> [TASK TO CARRY OUT]: Reproduce the entries below word for word, leaving out the pictures.

══ RECORDS PROVIDED

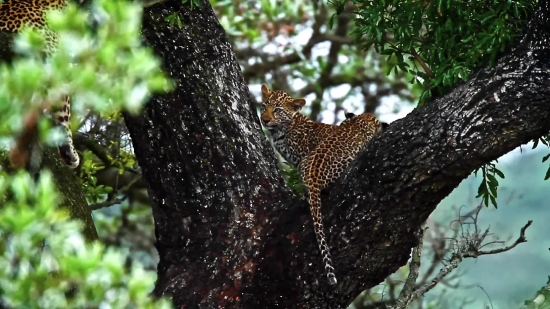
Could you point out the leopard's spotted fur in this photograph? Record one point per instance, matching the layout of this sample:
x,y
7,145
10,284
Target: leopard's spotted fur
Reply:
x,y
14,14
321,152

════

> [TASK RESULT]:
Could you point out the leopard's spotted fur in this photograph? Record one point per instance, matching the layout of this sample:
x,y
7,145
10,284
Target: leopard's spotted fur
Reply:
x,y
14,14
321,152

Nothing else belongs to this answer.